[START OF Text block]
Part I: Short Passage Identification (10 points)

You will identify 5 out of 8 passages (or sets of passages) drawn from Jane Eyre, Wide Sargasso Sea, Mrs. Dalloway, “Modern Fiction,” “Mrs. Bennet and Mr. Brown,” and Atonement. In order to receive full credit, full titles and full names be spelled correctly.

Part II: Short Writing Tasks (45 points)

For this section you will respond to a few short writing prompts about THREE of your identified passages.  For this section, you will need a blue or green book. 

  • You must write on three different texts/authors (i.e. either Mrs. Dalloway or “Modern Fiction,” for example).
  • Please clearly identify the passage and prompts in your exam booklet.

Part III: Term Identification (30 points)

This section of the exam is comprehensive, although not everything from the first half of the semester will be covered. See the list of terms and concepts below.

You will identify and discuss 5 (out of 10) concepts and terms drawn from the literary criticism and theory that we’ve read. You may also be asked to discuss the significance of objects, characters, and settings from the novels.

You will use your blue or green book for this section of the exam.

  • You must fully define and/or describe the concept, term, and writer and then relate your description to at least one of the novels read this semester.
  • When identifying and discussing the significance of objects, characters or settings, you must discuss its significance to the text and/or critical approaches to that text. If the object, character or setting applies to more than one text, you should discuss those other texts.
  • Your response should be no less than 5 sentences long and no more than 2 paragraphs. Every sentence should say something significant and thoughtful about the concept, term or figure under consideration.
  • AVOID repeating material from the first part of this exam

Part IV: Essay on Brooklyn (15 points)

This section of the essay is modeled on Parts I and II. You will be given a choice of two different passages from Brooklyn, as well as a set of essay prompts.

Summary of concepts and terms, literary figures from the secondary source material 

Various accounts of the novel as a genre: McKeon, Robert , Frye, Culler, Banfield, Moretti

Accounts of realism: Belsey, Barthes, Levine

Accounts of Free Indirect Discourse: Cohn, Chatman, Hite 

Accounts of Modernism: Woolf, Emery, Hite 

Accounts of Poststructuralism: Barthes, Hutcheon 

Accounts of the Postcolonial: Spivak, Emery, Bhabha 

Accounts of Implied Authors and Readers: Booth and Iser

Summary list of critics and theorists with key terms and concepts noted

1750: Samuel Johnson, [On Fiction], duty of novel to reflect truth but in its most moral form

1921 and 1924: Virginia Woolf’s essays on “Modern Fiction” and “Mr. Bennett and Mrs. Brown,” important for its evocation of modernism’s aims and difference from Victorian literature, as well as description of stream-of-consciousness

1969: Roland Barthes, “The Reality Effect,” important terms include structuralism vs. poststructuralism, “death of the author” and “insignificant notation”

1972: Wolfgang Iser, “The Reading Process: A Phenomenological Approach,” important concepts include “the implied reader”
[END OF Text block]
[START OF Provided data]
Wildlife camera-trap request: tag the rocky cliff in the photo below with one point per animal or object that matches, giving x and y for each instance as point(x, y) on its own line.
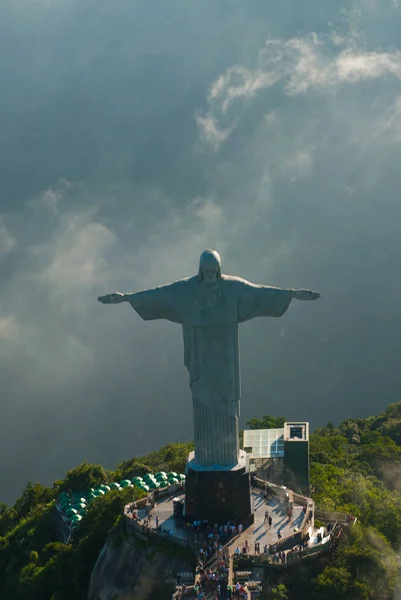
point(137, 568)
[END OF Provided data]
### Exercise tasks
1 – In the exam guide, how many of the ten concepts and terms in Part III are students to identify and discuss?
2 – From the exam guide, write out the passage starting at "You will identify 5" and ending at "or green book.".
3 – Extend the exam guide beyond its final entry on Wolfgang Iser.

### Per-task answers
1 – Five.

2 –
You will identify 5 out of 8 passages (or sets of passages) drawn from Jane Eyre, Wide Sargasso Sea, Mrs. Dalloway, “Modern Fiction,” “Mrs. Bennet and Mr. Brown,” and Atonement. In order to receive full credit, full titles and full names be spelled correctly.

Part II: Short Writing Tasks (45 points)

For this section you will respond to a few short writing prompts about THREE of your identified passages.  For this section, you will need a blue or green book.

3 –
1978: Dorrit Cohn, from Transparent Minds, important terms include figural consciousness, quoted monologue, and narrated monologue (which is the same as free indirect discourse), and psychonarration

1978: Seymour Chatman, from Story and Discourse, important concepts here include distinctions between the narrator’s voice and that of a character within the text, description of “neutralized” indirect free style (which attempts to get to more specificity when considering “distance” between the narrator’s voice and those of individual characters)

1980: Catherine Belsey, “Critical Practice,” important terms include ideology, interpellation, classic realism, hierarchy of voices, and closure

1983: Wayne Booth, from The Rhetoric of Fiction: critique of New Critics; coins the term “implied author”=authorial presence; defines three types of literary interest (intellectual/cognitive; qualitative/aesthetic; practical/human)

1983: George Levine, from The Realistic Imagination, important concepts include an insistence upon the intentionality of the author; defines realism throughout the piece but see passages on pg. 617 and pg. 620

1983: Ann Banfield, from Unspeakable Sentences, important distinction between oral and literate culture as an explanation for the rise of the novel

1985: Gayatri Spivak, from “Wide Sargasso Sea and a Critique of Imperialism,” important concepts include her notion of “worldling” and the “other”

1987: Franco Moretti, from The Way of the World, important concepts include bildungsroman, classification principle, and transformation principle

1988: Linda Hutcheon, from Historiographic Metafiction, definition of historiographic metafiction, distinction between event and fact

1990: Mary Lou Emery, see “Modernist Crosscurrents” for definitions of modernism, as well as the concept of intersectionality (i.e. intersections of multiple identities, including those of race, class, and gender)

1994: Homi Bhabha, from The Location of Culture, concepts of “writing the nation,” “people-as-one” and “living perplexity”

2010: Molly Hite, “Tonal Cues and Uncertain Values,” important concepts include her use of the formalist notion of defamiliarization to understand experimental modernist narratives and their deployment of the third-person

Additional terms

 literary theory
definition(s) of the novel
terms associated with narratology (8/29 and 9/5)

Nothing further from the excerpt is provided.